— Short problem 1 —
Copy word for word everything in the passage on natural area values from "The total economic" down to "its natural state.".

— Extract to read —

These benefits are often difficult to quantify and, in the absence of work to clarify the effects, tend to be dismissed.”
The potential benefits from ecotourism cited in the NES promote the values associated with natural areas. This value promotion, together with the economic growth and employment stimulated by ecotourism, tend to increase public and private resources dedicated to preservation of these areas.
|Great Barrier Reef
|Kakadu National Park||Uluru National Park|
|1982, 1982–83||45 800||87 871|
|1984, 1984–85||1 119 000||75 200||110 160|
|1986||131 000||141 219|
|1988||220 000||175 536|
|1990||238 000||218 160|
|1992||2 291 000||205 000||250 000|
Source:Driml, op. cit., p.5.
Driml discussion of natural area economic values
Many attributes of natural environments are not regularly traded in markets. One reason for this may be historical. Protected natural environment areas are public lands and it has not been usual to charge for the services they provide. Another reason is that many of the services of natural environments have the characteristic of public goods and it is not possible to divide them up for exclusive sale, so it is not feasible to trade them in conventional markets. Clean air, biodiversity and functioning ecosystems, for example, have public good characteristics. The values of natural environments that are not able to be observed in markets are given the term non-market values by economists.
The total economic values of the protected areas covered in this study include both market values and non-market values. Non-market values are of two types; direct and indirect use values. Direct use values include the benefits accruing to people who visit, or live in,an area and enjoy its attributes. This obviously includes people who visit for tourism and recreation. Indirect use values accrue to people who may never visit an area but who nevertheless value the fact that it exists in its natural state.

— Short problem 2 —
How many lines of the records contain the string "truck"? Case counts. Give only the number.

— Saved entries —
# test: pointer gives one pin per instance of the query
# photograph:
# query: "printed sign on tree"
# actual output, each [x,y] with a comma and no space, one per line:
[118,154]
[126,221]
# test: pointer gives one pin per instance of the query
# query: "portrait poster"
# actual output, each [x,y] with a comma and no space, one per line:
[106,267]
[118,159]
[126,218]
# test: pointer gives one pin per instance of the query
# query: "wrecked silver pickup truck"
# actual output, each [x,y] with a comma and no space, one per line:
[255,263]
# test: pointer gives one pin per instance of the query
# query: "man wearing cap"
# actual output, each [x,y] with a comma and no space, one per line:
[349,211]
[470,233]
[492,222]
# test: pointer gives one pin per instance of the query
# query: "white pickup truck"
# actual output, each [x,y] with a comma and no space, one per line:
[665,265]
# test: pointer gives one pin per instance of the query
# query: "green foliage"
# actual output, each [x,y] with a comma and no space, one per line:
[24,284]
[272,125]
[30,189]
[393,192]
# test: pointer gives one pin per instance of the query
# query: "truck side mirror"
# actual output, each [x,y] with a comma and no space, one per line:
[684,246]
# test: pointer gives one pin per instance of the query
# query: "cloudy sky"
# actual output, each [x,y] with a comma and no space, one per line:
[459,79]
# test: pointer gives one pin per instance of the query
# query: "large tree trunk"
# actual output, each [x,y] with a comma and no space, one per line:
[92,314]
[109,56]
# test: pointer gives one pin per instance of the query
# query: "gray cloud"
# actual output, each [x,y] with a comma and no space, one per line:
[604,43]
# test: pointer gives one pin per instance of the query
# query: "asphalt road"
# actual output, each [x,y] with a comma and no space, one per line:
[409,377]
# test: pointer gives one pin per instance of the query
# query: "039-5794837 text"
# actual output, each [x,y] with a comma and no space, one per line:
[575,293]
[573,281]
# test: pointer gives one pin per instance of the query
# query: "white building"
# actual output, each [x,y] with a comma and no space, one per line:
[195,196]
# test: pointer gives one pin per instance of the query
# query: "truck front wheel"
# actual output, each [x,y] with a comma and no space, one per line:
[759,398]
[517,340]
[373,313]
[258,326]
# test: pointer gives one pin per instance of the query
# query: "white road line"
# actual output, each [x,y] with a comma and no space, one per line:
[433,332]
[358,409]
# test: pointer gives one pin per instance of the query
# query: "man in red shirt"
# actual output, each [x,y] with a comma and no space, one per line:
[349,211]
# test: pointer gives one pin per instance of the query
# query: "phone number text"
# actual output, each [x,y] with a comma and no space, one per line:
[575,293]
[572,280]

— Finished answer 1 —
The total economic values of the protected areas covered in this study include both market values and non-market values. Non-market values are of two types; direct and indirect use values. Direct use values include the benefits accruing to people who visit, or live in,an area and enjoy its attributes. This obviously includes people who visit for tourism and recreation. Indirect use values accrue to people who may never visit an area but who nevertheless value the fact that it exists in its natural state.

— Finished answer 2 —
4